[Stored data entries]
====================

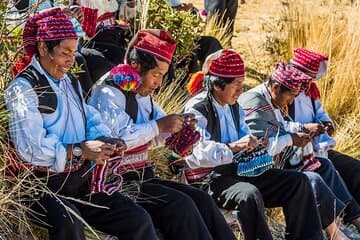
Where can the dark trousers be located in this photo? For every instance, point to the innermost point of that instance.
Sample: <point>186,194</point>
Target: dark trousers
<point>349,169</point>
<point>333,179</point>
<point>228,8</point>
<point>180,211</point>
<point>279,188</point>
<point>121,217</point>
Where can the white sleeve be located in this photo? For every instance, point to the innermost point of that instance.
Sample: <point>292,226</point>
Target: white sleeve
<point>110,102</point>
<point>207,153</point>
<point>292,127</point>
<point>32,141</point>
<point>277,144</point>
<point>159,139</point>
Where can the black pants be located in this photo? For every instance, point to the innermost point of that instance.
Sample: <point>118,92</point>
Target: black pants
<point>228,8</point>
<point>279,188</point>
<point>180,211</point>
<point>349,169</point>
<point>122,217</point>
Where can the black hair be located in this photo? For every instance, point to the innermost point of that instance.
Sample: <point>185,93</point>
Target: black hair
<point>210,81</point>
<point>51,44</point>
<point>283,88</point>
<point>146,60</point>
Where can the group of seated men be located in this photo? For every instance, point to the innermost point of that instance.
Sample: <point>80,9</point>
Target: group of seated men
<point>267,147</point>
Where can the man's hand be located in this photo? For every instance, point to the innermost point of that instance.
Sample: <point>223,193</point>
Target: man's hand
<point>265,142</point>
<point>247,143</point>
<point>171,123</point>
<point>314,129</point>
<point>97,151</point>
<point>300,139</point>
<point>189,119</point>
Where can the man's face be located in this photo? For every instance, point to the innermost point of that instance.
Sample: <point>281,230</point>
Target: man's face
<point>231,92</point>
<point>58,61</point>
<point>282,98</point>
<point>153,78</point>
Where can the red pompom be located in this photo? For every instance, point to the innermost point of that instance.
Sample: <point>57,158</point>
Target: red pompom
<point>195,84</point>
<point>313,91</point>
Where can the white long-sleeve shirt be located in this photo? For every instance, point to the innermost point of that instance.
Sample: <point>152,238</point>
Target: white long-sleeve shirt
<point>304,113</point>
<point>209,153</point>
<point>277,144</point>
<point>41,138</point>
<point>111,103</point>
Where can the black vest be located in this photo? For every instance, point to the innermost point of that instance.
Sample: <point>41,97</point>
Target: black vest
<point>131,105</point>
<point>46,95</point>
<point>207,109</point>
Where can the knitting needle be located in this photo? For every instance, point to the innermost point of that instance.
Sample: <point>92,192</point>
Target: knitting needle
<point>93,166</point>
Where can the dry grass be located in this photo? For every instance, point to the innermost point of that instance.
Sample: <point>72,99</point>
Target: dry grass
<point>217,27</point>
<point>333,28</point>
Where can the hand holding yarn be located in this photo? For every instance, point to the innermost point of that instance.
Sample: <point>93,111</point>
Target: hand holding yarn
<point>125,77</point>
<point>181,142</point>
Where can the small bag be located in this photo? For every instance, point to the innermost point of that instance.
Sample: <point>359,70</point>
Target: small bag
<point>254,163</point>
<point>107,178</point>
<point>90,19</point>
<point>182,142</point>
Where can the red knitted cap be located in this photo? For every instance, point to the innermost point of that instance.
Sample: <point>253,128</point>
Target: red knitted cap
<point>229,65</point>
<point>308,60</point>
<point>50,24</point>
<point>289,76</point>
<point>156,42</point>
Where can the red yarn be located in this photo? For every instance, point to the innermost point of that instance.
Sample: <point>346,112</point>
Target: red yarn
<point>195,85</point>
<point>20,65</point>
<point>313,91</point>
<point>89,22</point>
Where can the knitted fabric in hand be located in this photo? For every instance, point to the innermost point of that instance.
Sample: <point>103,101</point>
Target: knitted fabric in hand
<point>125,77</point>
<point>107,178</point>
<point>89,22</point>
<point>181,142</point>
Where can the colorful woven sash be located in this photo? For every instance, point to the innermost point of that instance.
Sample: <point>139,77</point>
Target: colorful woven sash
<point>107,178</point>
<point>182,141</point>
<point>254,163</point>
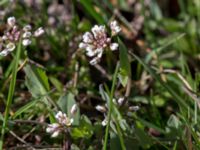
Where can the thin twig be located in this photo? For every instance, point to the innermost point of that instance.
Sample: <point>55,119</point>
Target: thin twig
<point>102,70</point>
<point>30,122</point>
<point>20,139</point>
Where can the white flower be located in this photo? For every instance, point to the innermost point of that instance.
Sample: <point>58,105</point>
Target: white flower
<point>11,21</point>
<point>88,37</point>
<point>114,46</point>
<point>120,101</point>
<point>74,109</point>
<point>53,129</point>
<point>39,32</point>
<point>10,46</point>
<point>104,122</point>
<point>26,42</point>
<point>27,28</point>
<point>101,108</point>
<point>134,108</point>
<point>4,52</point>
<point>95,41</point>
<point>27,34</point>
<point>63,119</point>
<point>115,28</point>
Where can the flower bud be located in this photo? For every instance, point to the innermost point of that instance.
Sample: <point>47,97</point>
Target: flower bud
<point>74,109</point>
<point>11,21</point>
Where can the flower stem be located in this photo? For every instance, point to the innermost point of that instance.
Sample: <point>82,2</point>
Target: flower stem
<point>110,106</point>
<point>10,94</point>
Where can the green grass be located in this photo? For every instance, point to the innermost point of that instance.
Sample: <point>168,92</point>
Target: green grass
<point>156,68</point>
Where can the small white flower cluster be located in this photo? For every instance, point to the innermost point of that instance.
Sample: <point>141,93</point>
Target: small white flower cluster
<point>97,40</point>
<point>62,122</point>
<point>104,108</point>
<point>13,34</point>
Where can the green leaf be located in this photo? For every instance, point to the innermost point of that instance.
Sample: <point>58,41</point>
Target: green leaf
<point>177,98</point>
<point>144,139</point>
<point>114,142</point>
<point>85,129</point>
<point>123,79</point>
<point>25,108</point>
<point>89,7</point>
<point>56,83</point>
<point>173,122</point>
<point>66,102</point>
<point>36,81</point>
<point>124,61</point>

====================

• [The problem]: Leaving each picture behind, please give again exactly the lines above from the one with "Where can the colorful" through the one with "Sample: <point>58,41</point>", both included, and no others.

• [Exercise response]:
Where can the colorful woven sash be located in this photo? For every instance, point to the innermost point of that instance.
Sample: <point>139,77</point>
Target: colorful woven sash
<point>107,178</point>
<point>182,141</point>
<point>254,163</point>
Where can the thin twig be located in this photo? For every instance, point to the innermost point of that instance.
Sample: <point>55,119</point>
Target: thin twig
<point>102,70</point>
<point>30,122</point>
<point>20,139</point>
Where can the white flower be located in this photo? For every instance, point to the innermost point of that instance.
Sample: <point>58,105</point>
Target: white flower
<point>11,21</point>
<point>88,37</point>
<point>114,46</point>
<point>120,101</point>
<point>74,109</point>
<point>53,129</point>
<point>39,32</point>
<point>10,46</point>
<point>104,122</point>
<point>26,42</point>
<point>27,28</point>
<point>101,108</point>
<point>134,108</point>
<point>4,52</point>
<point>95,41</point>
<point>27,34</point>
<point>63,119</point>
<point>115,28</point>
Where can the flower bud be located in this photo? For every instance, point to the innermost point of that instance.
Sample: <point>47,97</point>
Target: flower bud
<point>74,109</point>
<point>11,21</point>
Where can the flower stem be located in this photo? For every instance, point to the innermost point of that instance.
Sample: <point>82,2</point>
Target: flower stem
<point>110,106</point>
<point>10,94</point>
Where can the green grass be located in this photo? For every instance, point to the innermost point of that instance.
Sample: <point>168,92</point>
Target: green grass
<point>156,68</point>
Where can the small white flower cluster be located in this photo? For every instance, point to the innermost point of that instance.
Sample: <point>141,93</point>
Target: small white flower cluster
<point>97,40</point>
<point>62,122</point>
<point>104,108</point>
<point>13,34</point>
Where can the green leaf be located in this photo? For every instance, point to the innermost point of that instance.
Sample: <point>58,41</point>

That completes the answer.